> [WHAT TO PRODUCE]
Display each line of the records below that contains the word "iceberg". Letter case counts.

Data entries
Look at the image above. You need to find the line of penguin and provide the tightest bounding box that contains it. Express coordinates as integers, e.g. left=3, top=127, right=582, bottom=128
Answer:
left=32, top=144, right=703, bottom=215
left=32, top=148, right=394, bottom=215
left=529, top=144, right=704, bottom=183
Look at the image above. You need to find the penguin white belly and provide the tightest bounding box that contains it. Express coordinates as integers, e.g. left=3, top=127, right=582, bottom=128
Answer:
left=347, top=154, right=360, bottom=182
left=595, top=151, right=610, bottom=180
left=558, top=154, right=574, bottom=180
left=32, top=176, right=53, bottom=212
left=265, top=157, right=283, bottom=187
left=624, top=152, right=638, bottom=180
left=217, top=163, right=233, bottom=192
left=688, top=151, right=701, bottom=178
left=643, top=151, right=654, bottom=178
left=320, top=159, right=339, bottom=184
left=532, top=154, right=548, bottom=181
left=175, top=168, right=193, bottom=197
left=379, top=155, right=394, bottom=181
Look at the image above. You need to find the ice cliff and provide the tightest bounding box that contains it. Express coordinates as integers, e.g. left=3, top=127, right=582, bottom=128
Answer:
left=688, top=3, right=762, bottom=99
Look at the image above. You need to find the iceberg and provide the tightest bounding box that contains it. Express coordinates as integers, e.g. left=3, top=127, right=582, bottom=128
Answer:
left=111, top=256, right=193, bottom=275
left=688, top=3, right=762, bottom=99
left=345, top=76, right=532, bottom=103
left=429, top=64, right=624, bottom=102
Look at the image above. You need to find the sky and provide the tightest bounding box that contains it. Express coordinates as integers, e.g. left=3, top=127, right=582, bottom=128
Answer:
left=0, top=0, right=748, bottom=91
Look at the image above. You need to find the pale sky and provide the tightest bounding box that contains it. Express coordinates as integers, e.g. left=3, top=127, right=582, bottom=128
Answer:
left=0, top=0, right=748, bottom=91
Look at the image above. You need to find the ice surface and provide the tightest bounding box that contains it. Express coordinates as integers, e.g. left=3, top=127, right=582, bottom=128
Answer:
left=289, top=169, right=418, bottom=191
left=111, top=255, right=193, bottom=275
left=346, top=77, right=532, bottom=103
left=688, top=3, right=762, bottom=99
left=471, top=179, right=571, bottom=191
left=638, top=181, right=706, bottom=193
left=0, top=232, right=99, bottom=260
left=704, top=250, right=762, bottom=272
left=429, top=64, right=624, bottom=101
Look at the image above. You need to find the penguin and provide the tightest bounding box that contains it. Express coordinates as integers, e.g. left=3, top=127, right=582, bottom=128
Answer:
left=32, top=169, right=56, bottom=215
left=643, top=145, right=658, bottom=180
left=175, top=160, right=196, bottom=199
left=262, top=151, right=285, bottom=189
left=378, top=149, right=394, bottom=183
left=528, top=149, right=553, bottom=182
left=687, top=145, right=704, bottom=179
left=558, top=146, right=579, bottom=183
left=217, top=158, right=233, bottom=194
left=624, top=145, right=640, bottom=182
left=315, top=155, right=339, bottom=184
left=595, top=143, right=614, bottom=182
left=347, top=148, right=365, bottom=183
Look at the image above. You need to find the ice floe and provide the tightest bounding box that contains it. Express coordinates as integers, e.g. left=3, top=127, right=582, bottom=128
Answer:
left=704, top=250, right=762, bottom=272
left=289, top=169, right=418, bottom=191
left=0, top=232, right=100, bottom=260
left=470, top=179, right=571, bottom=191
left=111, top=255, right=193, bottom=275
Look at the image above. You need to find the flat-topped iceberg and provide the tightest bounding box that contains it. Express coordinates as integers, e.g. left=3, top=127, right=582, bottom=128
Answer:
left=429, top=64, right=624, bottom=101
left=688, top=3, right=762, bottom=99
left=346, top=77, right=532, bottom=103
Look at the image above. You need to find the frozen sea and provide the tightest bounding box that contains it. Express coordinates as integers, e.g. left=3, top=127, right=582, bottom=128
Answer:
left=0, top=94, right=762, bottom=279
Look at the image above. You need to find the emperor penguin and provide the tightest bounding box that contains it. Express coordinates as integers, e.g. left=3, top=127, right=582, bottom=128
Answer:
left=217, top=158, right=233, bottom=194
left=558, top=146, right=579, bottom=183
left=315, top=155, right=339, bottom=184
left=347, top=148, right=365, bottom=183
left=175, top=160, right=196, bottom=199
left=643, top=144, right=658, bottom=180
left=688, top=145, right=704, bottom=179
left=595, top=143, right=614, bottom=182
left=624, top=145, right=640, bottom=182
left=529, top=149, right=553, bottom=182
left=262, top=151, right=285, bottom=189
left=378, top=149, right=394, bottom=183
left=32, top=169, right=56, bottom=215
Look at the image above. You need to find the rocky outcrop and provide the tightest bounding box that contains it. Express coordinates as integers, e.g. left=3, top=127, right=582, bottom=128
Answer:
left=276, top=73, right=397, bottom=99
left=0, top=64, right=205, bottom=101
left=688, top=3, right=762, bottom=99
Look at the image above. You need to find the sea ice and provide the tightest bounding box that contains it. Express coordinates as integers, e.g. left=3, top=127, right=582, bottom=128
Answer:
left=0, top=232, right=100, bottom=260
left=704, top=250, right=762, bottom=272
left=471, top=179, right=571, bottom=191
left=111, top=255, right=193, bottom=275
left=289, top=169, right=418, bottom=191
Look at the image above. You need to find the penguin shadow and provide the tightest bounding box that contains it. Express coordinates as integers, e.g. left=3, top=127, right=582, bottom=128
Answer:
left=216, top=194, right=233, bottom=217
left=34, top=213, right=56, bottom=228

> [EXERCISE RESULT]
Look at the image above. You need to find the iceberg and provide the tightest bounding box that contains it. Express coordinates as integers, e.g. left=3, top=127, right=582, bottom=128
Look at the image above. You need to find the flat-topped iceberg and provide the tightest bounding box that contains it. Express coordinates as integers, e.g. left=3, top=127, right=582, bottom=128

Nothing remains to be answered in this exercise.